EXTRAIT DU DOCUMENT:
•••
Après le départ de Nicolas Hulot du gouvernement Macron, nombre d’articles sont revenus sur le bilan du ministre démissionnaire. Parmi les dossiers difficiles qu’il aura eus à aborder, figure la question de la baisse du nucléaire à atteindre à l’horizon 2025-2035. Cet objectif figure dans la loi de transition énergétique votée en 2015. Mais fin 2017, Nicolas Hulot admettait qu’il serait « difficile » d’atteindre un tel objectif pour 2025.
La prise en compte de cette difficulté intervenait après la publication par RTE, le service public qui gère le réseau de transport d’électricité en France, de plusieurs scénarios imaginant cette transition énergétique dans l’Hexagone ; l’un des principaux objectifs étant donc de faire baisser la part du nucléaire à 50 % d’ici 2035 (elle est aujourd’hui de 75 % environ) dans le mix électrique français – en fermant des centrales nucléaires et en développant les énergies renouvelables.
•••
DONNÉES RÉPERTORIÉES:
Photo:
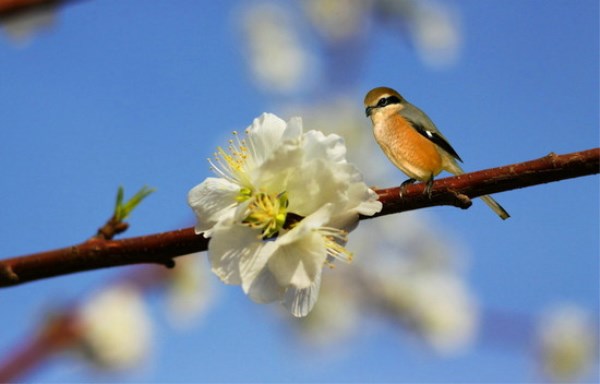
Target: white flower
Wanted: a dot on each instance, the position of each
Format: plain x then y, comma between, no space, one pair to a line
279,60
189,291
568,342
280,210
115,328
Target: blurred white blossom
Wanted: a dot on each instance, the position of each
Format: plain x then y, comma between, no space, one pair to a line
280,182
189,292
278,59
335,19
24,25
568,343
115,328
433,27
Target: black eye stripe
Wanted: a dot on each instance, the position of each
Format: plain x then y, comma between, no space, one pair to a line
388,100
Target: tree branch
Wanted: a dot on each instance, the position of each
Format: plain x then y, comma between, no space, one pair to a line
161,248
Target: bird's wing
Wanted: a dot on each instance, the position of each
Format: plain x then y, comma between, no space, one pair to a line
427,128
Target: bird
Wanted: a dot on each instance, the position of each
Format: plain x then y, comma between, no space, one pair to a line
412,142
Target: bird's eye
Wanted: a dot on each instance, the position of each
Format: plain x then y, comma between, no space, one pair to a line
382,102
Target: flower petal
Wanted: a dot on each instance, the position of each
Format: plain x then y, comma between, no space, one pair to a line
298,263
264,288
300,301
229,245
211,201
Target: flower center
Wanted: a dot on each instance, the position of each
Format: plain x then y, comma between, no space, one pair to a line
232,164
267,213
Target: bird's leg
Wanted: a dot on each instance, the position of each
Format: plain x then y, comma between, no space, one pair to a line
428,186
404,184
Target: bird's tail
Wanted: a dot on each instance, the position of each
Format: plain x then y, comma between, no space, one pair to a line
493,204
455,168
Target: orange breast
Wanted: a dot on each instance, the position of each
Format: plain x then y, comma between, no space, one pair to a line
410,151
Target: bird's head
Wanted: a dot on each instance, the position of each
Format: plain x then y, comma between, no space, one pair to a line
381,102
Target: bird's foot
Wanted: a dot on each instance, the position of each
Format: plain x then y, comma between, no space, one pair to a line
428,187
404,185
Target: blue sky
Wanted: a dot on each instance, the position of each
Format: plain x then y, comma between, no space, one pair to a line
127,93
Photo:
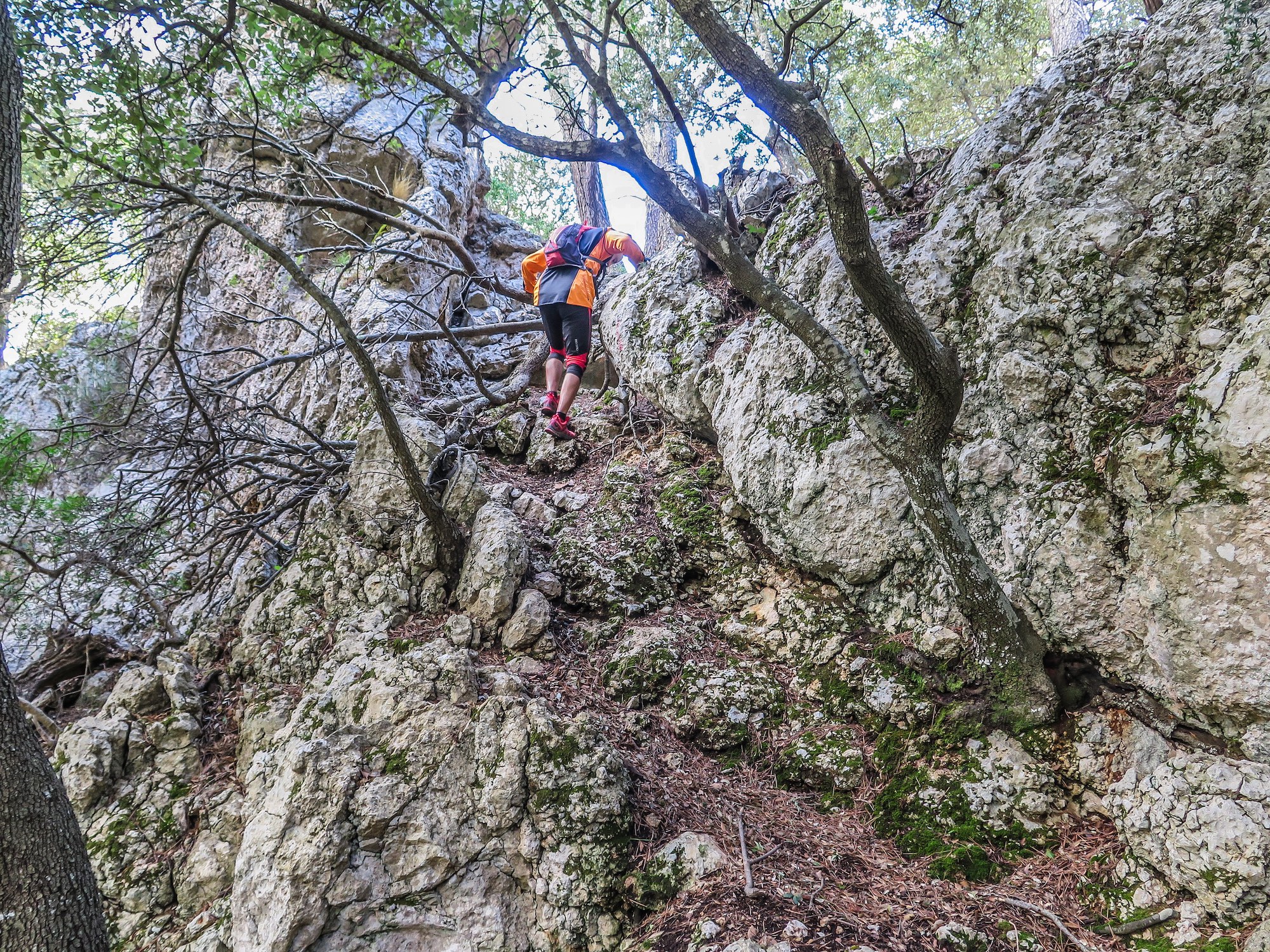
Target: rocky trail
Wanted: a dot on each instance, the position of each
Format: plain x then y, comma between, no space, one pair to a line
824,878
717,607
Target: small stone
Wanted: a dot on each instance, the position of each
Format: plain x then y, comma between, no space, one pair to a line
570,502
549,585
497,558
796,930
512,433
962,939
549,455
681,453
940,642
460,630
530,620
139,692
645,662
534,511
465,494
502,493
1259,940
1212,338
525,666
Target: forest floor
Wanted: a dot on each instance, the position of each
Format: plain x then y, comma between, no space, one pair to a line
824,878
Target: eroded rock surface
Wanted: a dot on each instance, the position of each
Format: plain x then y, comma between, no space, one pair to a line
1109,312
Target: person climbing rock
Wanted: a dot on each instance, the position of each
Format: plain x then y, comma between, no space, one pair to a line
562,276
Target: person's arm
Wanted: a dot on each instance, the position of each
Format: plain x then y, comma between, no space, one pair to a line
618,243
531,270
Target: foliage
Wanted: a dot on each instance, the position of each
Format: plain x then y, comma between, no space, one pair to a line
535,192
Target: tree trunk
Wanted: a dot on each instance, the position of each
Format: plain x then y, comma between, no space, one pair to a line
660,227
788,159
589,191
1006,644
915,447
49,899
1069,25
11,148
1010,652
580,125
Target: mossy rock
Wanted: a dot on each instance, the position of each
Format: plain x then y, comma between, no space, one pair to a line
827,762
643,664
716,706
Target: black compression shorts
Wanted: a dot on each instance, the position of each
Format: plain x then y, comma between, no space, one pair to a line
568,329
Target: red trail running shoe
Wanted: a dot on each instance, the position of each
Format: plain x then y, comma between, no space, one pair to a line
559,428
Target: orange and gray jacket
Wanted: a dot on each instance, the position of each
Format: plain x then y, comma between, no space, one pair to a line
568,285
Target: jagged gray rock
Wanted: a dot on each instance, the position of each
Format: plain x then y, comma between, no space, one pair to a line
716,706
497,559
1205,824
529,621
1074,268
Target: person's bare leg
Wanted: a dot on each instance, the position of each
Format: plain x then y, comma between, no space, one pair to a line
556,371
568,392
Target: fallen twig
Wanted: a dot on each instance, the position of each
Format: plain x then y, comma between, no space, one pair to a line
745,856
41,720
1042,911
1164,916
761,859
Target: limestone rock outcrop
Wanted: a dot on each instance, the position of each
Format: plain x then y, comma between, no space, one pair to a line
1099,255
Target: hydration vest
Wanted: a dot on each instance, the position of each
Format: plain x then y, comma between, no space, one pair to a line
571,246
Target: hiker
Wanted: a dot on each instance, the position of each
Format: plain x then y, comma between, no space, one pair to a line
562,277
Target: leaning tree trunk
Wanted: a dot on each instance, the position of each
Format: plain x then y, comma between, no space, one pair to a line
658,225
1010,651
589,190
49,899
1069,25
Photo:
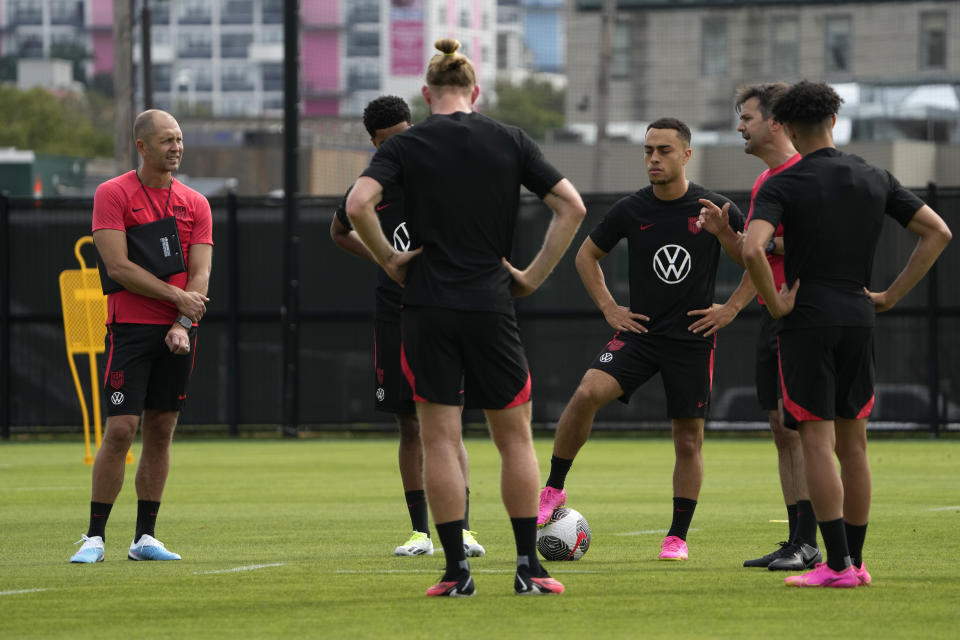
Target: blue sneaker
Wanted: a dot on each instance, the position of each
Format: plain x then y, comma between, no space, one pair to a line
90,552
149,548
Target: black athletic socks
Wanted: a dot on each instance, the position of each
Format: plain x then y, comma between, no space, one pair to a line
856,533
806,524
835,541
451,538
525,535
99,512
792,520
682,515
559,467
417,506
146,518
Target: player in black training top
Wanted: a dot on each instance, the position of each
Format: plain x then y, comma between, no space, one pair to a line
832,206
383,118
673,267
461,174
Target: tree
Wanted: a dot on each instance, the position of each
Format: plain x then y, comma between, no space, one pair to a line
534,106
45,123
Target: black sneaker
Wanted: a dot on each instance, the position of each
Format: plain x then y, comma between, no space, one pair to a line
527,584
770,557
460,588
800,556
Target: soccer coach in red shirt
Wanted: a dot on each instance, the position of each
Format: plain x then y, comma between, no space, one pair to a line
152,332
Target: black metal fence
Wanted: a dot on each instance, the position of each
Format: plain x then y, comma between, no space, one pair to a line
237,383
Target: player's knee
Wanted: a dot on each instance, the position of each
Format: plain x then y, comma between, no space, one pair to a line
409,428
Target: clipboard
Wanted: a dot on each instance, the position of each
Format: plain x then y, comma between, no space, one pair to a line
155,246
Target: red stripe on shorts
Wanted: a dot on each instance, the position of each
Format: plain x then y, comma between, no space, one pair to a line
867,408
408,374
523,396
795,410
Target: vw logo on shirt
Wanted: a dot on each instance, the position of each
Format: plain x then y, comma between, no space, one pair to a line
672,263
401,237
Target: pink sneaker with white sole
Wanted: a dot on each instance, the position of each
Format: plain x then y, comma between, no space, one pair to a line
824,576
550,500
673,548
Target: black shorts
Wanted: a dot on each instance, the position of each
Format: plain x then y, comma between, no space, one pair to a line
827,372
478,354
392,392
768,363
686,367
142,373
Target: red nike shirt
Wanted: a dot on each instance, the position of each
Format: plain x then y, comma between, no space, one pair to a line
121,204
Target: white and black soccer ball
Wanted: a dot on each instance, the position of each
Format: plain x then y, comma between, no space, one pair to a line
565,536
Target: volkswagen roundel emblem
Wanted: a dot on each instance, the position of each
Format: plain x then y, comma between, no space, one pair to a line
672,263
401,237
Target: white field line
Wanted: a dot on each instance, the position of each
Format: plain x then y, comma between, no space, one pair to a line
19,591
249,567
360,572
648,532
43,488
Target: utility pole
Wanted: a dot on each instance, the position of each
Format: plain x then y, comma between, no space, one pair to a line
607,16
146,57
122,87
•••
À FAIRE:
[A] Recopiez fidèlement le passage de l'extrait sur la baisse du nucléaire qui va de « La prise en » jusqu'à « les énergies renouvelables. ».
[B] Rédigez la suite du texte consacré à la baisse de la part du nucléaire en France, en reprenant juste après sa dernière phrase.

RÉPONSES ATTENDUES:
[A]
La prise en compte de cette difficulté intervenait après la publication par RTE, le service public qui gère le réseau de transport d’électricité en France, de plusieurs scénarios imaginant cette transition énergétique dans l’Hexagone ; l’un des principaux objectifs étant donc de faire baisser la part du nucléaire à 50 % d’ici 2035 (elle est aujourd’hui de 75 % environ) dans le mix électrique français – en fermant des centrales nucléaires et en développant les énergies renouvelables.

[B]
Pourquoi cet objectif de 50 % ? On ne peut pas ici invoquer l’Accord de Paris sur le climat puisque la production d’électricité nucléaire émet très peu de gaz à effet de serre. Inscrit dans la loi de transition énergétique de 2015, cet objectif était l’un des soixante engagements du candidat Hollande à la présidentielle de 2012. Après la catastrophe de Fukushima, qui a frappé le Japon en 2011, la dépendance de la France vis-à-vis du nucléaire et les questions de sûreté (des centrales vieillissantes au stockage des déchets) liées à cette exploitation s’étaient posées avec une acuité renouvelée.
À l’heure où la relance de la construction des centrales nucléaires revient dans l’actualité, il est intéressant de reprendre ces différentes hypothèses proposées par RTE.
Quatre scénarios pour 2035
Baptisés Ampère, Hertz, Volt et Watt, ces scénarios concernent donc l’année 2035 (un autre, appelé Ohm, s’intéressait spécifiquement à l’année 2025). Ces quatre hypothèses prévoient essentiellement de remplacer une partie du parc nucléaire par des éoliennes et des panneaux solaires. Deux des quatre scénarios prévoient une stabilité de la consommation d’électricité française, deux autres une baisse de 9 % environ. Certains se permettent une hausse de la production d’électricité d’origine fossile émettrice de CO2, d’autres envisagent une baisse.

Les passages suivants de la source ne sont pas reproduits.